Selection:
+ + + + +
Understandably, this experience prompted a number of questions.  Setting my personal reactions aside, is this incident is merely an isolated event that will ultimately have little affect on mediation practice generally and the protection of mediator confidentiality?  Does the reaction of the lawyers and the Judge signal a shift away from that principle?   Are mediators viewed as agents of the court, who upon request will provide insights, information and analysis to help judges determine facts and render decisions?  Does my experience suggest that the applicable standard is: the end justifies the means?  Should the search for ‘truth” trump the well-recognized principle of mediator confidentiality?  In my own situation, and for other mediators, does this incident suggest we have not adequately educated other professionals about our role, responsibilities, objectives and approach?  How do we protect the mediation process from being degraded or compromised by those who may not understand the importance of confidentiality in mediation?  Clearly, in my case, the statutory protection, and the language in the Agreement to Mediate were insufficient.

As if being required to testify for 10 minutes after waiting nearly 4 hours wasn't sufficiently insulting, the party who required my testimony has refused to pay for my time, asserting that I was merely an evidentiary witness not unlike the person who happens to be witness to an automobile accident or crime. In reaction to these events, I have modified the language of my Agreement to Mediate.  The language in the previous version seemed clear and specific.
+ + + + +
Listing:
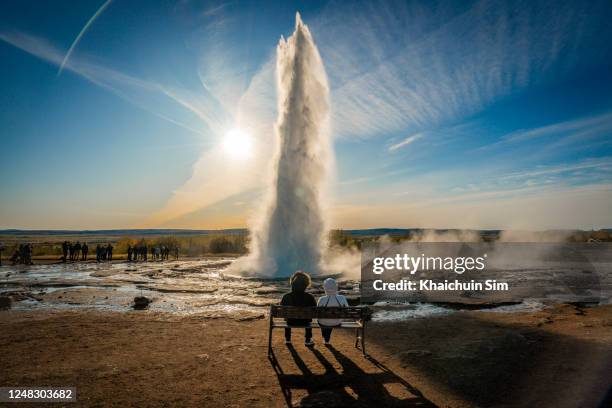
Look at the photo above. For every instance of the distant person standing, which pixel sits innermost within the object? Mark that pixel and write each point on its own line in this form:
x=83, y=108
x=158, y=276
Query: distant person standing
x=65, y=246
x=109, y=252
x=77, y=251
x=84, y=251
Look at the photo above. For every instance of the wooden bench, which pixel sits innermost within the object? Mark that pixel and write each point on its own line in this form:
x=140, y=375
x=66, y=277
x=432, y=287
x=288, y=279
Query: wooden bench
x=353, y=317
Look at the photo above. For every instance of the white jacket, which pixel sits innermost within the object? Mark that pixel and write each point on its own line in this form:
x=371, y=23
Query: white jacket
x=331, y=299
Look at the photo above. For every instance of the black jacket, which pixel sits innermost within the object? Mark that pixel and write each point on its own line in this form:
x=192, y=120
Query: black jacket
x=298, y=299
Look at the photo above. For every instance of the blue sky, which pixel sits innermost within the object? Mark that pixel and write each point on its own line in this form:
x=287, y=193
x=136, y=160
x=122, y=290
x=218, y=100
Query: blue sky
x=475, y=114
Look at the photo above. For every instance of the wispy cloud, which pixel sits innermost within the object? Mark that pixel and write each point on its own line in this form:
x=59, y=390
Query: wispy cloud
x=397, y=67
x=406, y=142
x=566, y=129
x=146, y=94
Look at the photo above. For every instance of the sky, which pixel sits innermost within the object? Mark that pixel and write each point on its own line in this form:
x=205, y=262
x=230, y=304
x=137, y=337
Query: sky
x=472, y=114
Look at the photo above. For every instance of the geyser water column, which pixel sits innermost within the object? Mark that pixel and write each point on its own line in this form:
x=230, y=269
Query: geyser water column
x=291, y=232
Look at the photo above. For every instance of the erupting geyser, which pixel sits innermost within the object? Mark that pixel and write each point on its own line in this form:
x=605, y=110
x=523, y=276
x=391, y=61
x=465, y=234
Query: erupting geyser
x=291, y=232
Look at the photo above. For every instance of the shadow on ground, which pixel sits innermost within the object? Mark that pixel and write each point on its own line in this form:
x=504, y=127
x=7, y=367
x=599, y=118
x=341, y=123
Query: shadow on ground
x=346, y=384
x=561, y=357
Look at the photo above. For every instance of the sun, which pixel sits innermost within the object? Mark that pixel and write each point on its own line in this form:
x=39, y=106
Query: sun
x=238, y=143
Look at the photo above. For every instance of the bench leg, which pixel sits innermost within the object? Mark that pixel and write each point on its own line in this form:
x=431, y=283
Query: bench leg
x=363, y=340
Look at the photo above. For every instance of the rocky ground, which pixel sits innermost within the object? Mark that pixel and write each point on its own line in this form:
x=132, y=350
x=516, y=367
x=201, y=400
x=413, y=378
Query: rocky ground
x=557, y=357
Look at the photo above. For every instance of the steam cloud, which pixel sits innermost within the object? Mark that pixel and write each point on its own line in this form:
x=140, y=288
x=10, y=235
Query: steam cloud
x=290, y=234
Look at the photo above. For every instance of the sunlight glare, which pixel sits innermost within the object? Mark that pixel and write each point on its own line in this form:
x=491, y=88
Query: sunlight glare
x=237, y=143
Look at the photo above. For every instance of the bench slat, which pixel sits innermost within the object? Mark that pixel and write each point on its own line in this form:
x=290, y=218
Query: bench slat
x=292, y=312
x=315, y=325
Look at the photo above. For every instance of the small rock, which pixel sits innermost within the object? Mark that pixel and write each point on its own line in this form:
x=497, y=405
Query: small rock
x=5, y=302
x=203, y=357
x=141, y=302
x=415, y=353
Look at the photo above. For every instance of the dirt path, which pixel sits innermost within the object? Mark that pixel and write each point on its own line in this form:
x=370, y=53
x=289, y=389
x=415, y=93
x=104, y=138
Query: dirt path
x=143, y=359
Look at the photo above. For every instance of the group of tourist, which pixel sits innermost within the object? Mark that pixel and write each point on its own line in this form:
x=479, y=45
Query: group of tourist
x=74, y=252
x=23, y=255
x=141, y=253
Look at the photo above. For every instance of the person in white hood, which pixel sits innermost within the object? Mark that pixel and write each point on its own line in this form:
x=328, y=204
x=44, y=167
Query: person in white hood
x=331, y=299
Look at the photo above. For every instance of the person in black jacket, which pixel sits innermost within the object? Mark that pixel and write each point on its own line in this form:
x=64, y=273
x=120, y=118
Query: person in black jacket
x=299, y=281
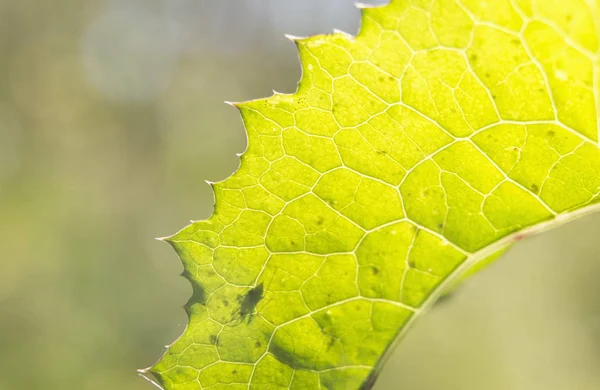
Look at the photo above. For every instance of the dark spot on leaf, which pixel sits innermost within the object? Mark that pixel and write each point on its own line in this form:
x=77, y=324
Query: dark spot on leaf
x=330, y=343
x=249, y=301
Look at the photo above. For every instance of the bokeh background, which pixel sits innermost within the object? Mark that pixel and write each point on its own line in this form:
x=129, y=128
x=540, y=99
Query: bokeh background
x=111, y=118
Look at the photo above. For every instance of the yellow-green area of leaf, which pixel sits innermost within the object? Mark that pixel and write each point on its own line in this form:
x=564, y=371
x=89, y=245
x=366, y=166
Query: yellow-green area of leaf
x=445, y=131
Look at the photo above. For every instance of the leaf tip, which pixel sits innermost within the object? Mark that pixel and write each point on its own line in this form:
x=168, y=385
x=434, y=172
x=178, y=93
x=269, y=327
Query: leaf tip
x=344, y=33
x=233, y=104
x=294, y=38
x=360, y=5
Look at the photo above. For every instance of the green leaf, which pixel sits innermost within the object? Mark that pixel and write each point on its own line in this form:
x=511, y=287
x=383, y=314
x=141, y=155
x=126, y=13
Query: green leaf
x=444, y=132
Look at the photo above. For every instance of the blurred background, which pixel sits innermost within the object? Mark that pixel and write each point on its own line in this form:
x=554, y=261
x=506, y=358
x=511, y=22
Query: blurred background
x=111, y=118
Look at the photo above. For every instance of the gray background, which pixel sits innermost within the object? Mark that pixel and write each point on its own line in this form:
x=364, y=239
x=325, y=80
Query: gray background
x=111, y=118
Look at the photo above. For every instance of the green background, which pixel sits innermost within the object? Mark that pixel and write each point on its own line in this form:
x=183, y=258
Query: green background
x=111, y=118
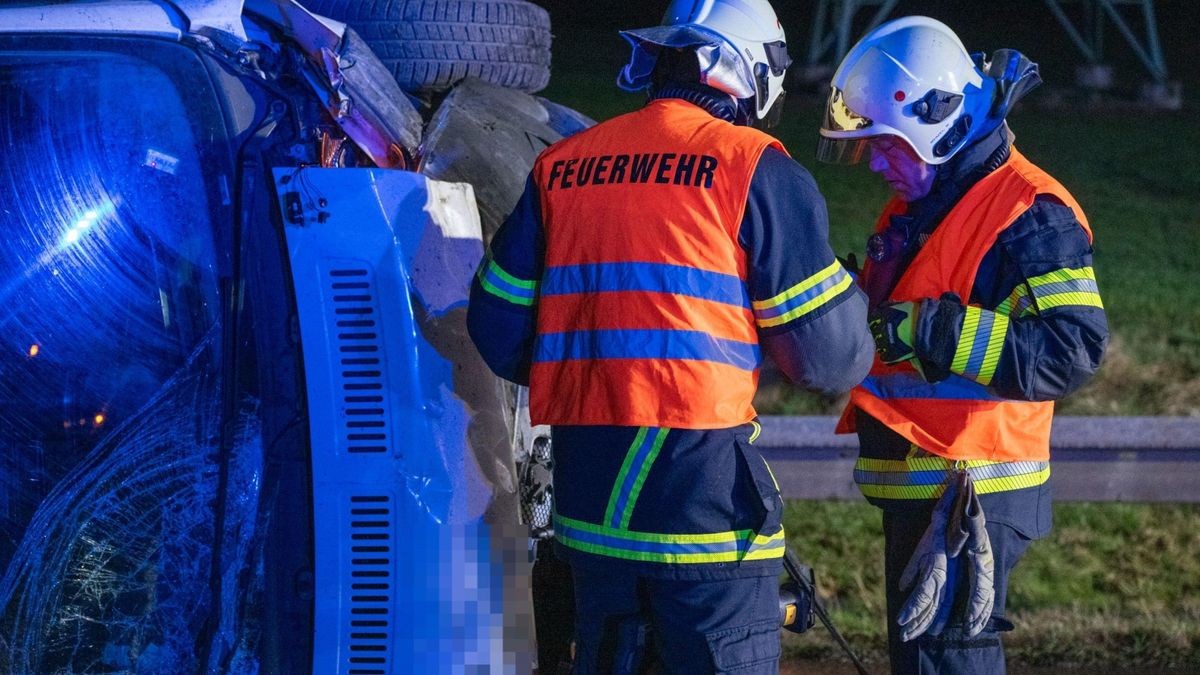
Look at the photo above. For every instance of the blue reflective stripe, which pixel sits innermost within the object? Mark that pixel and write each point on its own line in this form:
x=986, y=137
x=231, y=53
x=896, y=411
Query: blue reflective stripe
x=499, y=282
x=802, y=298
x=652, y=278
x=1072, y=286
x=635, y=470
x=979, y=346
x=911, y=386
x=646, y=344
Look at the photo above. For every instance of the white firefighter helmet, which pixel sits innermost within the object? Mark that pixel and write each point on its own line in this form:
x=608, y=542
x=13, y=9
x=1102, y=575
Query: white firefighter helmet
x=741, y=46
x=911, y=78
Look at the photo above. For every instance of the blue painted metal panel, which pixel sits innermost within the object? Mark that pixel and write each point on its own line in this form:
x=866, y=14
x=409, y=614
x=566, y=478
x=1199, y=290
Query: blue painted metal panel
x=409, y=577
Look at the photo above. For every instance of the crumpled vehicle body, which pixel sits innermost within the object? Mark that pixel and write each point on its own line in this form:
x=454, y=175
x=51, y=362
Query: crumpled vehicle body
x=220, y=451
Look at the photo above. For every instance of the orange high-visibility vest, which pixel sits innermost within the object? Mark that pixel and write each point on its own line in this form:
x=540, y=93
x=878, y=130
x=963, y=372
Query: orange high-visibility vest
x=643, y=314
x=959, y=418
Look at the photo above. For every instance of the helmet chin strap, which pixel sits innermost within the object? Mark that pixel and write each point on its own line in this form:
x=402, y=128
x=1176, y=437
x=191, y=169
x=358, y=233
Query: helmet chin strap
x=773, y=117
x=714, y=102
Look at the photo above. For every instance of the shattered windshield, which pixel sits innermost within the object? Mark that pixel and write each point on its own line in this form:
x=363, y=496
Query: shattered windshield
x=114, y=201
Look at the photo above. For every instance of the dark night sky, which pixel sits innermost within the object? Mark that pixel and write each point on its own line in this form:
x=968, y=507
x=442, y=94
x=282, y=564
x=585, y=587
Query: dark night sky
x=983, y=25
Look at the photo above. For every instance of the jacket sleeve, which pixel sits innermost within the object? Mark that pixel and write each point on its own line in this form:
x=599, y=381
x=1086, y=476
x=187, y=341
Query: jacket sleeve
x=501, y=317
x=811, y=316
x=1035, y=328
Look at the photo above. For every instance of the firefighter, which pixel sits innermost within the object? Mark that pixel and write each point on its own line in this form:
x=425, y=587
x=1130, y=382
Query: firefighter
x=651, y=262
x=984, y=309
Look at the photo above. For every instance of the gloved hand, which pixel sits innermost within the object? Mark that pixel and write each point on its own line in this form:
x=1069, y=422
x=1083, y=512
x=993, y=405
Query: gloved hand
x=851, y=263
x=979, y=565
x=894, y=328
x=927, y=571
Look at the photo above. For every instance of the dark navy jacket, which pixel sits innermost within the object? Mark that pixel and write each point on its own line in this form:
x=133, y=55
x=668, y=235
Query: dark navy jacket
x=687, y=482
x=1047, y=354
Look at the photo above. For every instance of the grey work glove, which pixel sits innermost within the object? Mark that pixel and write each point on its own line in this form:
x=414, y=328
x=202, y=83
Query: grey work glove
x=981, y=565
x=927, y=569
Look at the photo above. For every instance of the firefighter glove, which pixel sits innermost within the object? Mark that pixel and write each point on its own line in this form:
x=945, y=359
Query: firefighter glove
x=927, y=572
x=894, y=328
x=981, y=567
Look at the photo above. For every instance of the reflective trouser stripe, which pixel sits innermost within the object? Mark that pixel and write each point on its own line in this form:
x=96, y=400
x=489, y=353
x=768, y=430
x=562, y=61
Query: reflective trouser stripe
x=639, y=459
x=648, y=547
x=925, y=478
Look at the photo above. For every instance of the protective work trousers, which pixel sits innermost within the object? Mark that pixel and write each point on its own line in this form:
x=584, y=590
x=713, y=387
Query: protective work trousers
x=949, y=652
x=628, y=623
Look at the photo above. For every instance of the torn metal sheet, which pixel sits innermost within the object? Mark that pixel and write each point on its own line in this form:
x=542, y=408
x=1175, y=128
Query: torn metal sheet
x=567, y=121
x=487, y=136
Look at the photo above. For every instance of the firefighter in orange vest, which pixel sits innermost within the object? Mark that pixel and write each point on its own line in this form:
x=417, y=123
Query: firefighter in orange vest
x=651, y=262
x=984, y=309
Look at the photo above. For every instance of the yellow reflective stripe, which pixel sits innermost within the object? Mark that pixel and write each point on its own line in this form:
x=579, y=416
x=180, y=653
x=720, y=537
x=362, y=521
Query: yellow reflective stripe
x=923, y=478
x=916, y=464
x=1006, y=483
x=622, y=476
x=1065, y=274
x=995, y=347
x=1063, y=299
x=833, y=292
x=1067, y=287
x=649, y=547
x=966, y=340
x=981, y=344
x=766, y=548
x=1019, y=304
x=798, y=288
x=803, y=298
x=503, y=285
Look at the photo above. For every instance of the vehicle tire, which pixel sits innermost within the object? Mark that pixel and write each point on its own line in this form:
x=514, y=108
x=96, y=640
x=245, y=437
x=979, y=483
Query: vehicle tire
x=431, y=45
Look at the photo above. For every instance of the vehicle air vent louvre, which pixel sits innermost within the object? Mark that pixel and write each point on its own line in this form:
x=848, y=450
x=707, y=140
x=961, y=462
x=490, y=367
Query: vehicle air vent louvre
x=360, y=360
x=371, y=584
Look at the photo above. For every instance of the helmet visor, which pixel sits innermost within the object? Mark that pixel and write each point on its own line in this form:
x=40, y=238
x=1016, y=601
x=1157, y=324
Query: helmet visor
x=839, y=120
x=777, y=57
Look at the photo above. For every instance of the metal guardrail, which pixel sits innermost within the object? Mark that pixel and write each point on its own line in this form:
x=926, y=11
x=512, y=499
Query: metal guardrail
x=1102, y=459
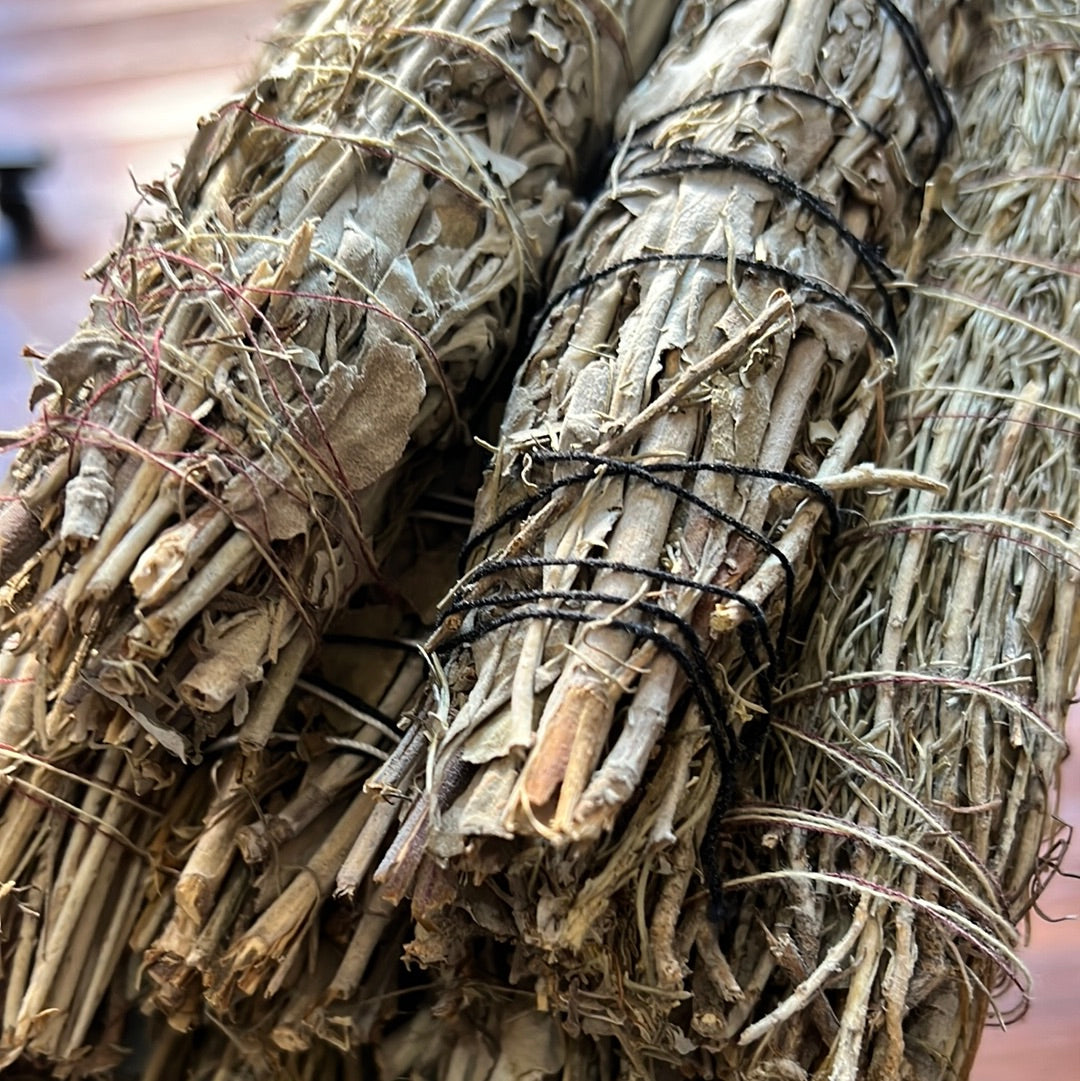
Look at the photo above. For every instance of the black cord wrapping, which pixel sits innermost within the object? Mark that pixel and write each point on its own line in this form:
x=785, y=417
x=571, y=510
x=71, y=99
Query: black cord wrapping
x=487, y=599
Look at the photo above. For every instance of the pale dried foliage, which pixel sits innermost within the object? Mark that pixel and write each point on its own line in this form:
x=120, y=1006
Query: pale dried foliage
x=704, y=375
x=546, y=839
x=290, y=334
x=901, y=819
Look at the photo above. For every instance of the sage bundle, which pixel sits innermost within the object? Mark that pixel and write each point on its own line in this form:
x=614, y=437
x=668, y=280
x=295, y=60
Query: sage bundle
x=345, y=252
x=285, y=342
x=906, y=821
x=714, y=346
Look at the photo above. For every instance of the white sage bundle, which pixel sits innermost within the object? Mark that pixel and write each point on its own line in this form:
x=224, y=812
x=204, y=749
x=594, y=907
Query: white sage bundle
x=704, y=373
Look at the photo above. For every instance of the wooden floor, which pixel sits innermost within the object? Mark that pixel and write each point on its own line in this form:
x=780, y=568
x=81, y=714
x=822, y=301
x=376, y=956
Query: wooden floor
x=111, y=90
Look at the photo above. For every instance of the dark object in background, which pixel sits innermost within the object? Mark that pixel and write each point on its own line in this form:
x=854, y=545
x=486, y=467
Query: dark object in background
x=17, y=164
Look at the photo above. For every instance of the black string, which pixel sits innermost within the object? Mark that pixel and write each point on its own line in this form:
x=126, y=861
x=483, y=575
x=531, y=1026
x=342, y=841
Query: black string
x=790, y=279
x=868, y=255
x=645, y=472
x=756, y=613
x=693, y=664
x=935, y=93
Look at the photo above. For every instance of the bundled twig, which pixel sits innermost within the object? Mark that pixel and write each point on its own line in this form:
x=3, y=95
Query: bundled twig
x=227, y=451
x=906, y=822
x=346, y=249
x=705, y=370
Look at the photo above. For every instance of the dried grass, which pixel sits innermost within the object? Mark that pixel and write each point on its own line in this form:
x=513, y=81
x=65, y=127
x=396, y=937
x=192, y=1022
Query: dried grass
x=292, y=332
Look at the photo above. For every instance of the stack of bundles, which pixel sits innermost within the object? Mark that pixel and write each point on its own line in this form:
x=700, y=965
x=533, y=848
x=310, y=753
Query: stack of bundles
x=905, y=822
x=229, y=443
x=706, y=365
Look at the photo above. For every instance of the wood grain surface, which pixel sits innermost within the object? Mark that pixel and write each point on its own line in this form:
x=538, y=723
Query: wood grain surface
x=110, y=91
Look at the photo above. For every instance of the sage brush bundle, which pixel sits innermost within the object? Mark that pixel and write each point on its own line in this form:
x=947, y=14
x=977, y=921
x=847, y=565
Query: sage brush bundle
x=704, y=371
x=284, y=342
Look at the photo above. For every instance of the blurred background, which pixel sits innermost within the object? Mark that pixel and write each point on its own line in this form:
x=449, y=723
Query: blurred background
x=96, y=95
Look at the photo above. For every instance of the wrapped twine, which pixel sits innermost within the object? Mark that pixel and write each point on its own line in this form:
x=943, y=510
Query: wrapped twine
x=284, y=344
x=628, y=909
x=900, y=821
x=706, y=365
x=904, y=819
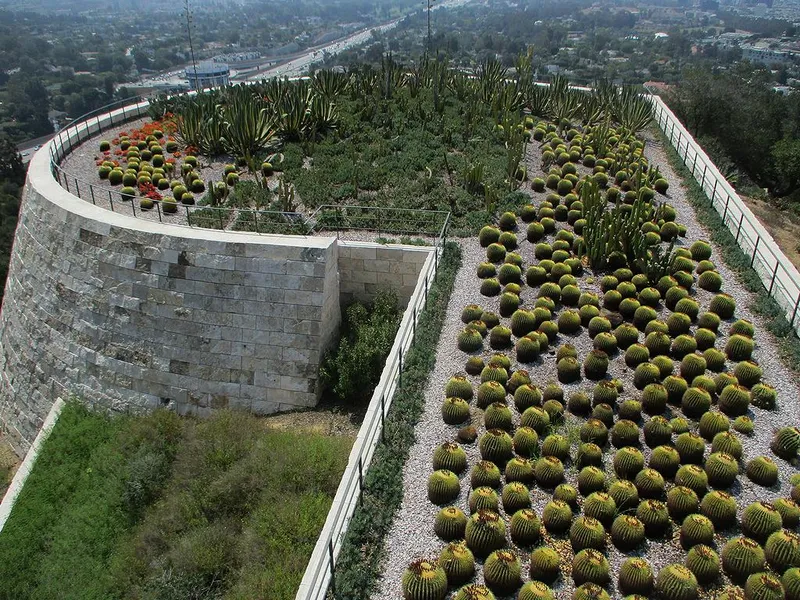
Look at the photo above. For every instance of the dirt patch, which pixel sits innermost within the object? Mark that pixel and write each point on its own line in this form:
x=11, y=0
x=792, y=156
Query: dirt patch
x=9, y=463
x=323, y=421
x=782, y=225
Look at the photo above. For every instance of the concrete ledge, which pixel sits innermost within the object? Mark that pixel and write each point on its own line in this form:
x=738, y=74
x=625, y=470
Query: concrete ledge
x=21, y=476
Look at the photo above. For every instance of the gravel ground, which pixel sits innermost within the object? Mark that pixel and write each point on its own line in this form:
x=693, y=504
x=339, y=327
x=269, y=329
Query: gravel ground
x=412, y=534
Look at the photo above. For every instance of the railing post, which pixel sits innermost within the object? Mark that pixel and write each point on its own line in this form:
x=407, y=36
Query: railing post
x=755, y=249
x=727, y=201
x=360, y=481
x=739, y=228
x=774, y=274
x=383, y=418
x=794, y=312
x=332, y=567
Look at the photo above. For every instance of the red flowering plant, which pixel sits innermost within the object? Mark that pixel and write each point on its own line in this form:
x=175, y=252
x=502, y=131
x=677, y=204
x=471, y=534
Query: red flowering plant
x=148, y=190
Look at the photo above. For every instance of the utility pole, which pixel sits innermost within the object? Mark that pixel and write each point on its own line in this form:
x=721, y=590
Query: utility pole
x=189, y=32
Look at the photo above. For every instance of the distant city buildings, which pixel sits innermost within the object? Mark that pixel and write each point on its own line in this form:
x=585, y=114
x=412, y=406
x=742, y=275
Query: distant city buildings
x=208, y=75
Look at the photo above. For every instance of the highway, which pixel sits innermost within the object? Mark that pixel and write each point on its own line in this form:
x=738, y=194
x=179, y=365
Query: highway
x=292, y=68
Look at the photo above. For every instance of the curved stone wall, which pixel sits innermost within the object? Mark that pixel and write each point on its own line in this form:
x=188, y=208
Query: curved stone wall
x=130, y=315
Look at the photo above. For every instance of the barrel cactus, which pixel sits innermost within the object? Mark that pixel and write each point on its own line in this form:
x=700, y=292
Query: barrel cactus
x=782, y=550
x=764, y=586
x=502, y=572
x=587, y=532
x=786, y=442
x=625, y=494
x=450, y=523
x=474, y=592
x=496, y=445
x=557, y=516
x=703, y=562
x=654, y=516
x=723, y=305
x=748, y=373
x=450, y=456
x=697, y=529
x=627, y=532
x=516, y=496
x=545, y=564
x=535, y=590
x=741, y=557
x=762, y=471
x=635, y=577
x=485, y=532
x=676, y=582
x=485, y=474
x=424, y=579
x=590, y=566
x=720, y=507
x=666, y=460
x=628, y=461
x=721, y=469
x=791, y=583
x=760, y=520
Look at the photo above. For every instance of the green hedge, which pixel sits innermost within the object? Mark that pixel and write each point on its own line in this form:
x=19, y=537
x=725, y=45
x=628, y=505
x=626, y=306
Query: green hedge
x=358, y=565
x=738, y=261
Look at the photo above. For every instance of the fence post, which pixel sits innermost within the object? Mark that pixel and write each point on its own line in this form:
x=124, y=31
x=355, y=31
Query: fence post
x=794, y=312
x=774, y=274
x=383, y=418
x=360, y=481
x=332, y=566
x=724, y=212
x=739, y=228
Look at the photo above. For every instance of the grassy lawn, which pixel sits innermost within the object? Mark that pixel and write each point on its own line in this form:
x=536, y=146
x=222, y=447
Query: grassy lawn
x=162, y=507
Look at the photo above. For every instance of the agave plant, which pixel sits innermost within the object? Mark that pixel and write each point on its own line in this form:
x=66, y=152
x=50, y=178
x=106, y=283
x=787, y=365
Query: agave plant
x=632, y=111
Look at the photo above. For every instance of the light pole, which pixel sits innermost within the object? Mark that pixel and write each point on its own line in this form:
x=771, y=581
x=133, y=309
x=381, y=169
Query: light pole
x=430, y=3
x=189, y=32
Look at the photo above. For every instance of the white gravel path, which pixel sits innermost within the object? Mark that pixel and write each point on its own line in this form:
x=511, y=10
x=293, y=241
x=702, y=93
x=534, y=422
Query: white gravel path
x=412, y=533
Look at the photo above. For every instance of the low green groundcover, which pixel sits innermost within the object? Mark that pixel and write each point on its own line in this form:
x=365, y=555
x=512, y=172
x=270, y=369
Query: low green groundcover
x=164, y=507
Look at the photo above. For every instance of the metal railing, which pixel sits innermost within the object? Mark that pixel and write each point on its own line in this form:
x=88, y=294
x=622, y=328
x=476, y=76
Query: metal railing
+ + + + +
Tasks to complete:
a. Please identify and copy every line of the entries above that contains the word "dried", where case counts.
b. Write what comes next in the passage about mediator confidentiality, starting right after its last sentence.

Solved tasks:
a.
Look at the photo above. For every instance of the pale dried foliage, which pixel sits innermost within the object? Mark that pixel and write each point on its own line in this form:
Query: pale dried foliage
Look at the photo above. For every instance of the dried grass, which pixel sits innermost within the object? Mark that pixel and write each point on its own line in this form:
Query: dried grass

b.
The parties further acknowledge that the mediation is being conducted
according to Florida Law (44.406, Florida Statutes) and understand they
may not call the mediator to testify concerning the mediation or to provide
any materials from the mediation in any court proceeding between the parties.

The new language stresses confidentiality and expressly requires the party who seeks my testimony to pay for my services.
The parties further acknowledge that the mediation is being conducted
according to Florida Law (44.406, Florida Statutes) and all communications
are considered to be confidential.  The parties will not, under any circum-
stances, seek the mediator's testimony concerning the mediation or to provide
any materials from the mediation in any court proceeding between the parties.
The parties agree that in the event either of them attempts to compel the
mediator's testimony in a court proceeding, that party will be responsible
for and shall pay the mediator's costs in defending such an attempt, and
shall pay the for all time incurred by the mediator in preparing for and
participating in any court proceeding at the hourly rate noted below.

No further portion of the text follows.